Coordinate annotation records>
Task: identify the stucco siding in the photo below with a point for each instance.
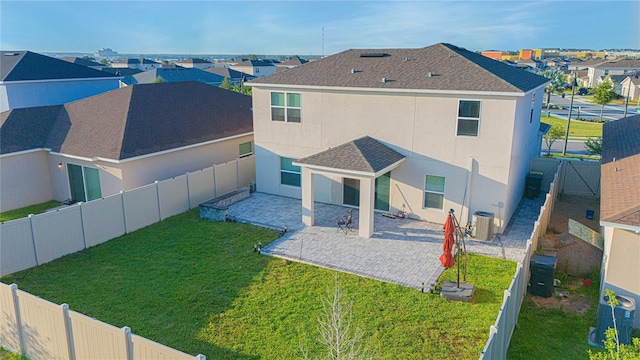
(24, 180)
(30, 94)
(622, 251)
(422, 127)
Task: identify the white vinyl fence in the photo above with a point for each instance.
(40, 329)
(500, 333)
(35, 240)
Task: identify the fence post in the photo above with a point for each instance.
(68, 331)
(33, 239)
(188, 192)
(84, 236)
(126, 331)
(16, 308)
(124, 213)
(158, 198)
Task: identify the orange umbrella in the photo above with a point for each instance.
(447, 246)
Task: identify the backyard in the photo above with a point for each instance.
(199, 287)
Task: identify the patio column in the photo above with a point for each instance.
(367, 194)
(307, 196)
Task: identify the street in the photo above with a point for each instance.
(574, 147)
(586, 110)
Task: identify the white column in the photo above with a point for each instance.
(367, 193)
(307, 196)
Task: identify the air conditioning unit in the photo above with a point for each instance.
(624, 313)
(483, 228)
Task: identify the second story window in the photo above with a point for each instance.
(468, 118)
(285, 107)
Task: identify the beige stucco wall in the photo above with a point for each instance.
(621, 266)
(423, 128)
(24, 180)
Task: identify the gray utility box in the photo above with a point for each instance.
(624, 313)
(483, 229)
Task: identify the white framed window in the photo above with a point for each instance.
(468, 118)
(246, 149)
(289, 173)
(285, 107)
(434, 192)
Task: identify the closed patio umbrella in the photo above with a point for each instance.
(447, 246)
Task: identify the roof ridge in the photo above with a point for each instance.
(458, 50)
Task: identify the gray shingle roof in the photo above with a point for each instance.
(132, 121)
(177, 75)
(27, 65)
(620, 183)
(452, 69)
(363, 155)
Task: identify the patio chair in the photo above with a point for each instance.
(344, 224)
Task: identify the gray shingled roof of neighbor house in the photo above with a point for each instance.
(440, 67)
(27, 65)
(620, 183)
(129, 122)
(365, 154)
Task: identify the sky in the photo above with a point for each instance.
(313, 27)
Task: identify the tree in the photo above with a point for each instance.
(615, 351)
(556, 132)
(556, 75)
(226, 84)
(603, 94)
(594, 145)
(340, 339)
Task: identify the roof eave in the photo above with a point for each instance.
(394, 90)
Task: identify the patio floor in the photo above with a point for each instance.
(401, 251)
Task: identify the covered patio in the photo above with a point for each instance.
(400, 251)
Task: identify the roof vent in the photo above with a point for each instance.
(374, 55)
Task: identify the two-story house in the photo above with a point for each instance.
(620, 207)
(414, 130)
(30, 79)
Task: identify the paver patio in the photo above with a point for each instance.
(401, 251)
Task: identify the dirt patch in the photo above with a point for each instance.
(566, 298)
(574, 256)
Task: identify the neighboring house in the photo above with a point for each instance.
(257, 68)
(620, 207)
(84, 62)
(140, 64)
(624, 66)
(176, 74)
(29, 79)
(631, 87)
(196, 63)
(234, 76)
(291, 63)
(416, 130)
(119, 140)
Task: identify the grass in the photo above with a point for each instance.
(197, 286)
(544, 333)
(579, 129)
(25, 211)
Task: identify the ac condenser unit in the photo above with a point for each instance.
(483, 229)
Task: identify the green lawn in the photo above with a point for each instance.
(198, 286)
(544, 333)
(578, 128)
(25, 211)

DO THIS> Everything from the line containing "Task: identify the dirt" to the end of the records must be written out exactly; include both of those lines and no others.

EXERCISE RESULT>
Task: identify the dirt patch in the photo above with a point for each instance.
(566, 298)
(574, 256)
Task: identify the neighboring house in the photo above with a point for each instance.
(257, 68)
(620, 207)
(84, 62)
(140, 64)
(624, 66)
(176, 74)
(29, 79)
(631, 87)
(196, 63)
(234, 76)
(291, 63)
(416, 130)
(119, 140)
Task: identify the grass in the photo above with a point for each instance.
(197, 286)
(544, 333)
(579, 129)
(25, 211)
Task: identify the ac condenser unit in the photo above with a point for each instance.
(483, 229)
Task: identify the green lawn in the photo above with a point for each instance.
(198, 286)
(544, 333)
(578, 128)
(25, 211)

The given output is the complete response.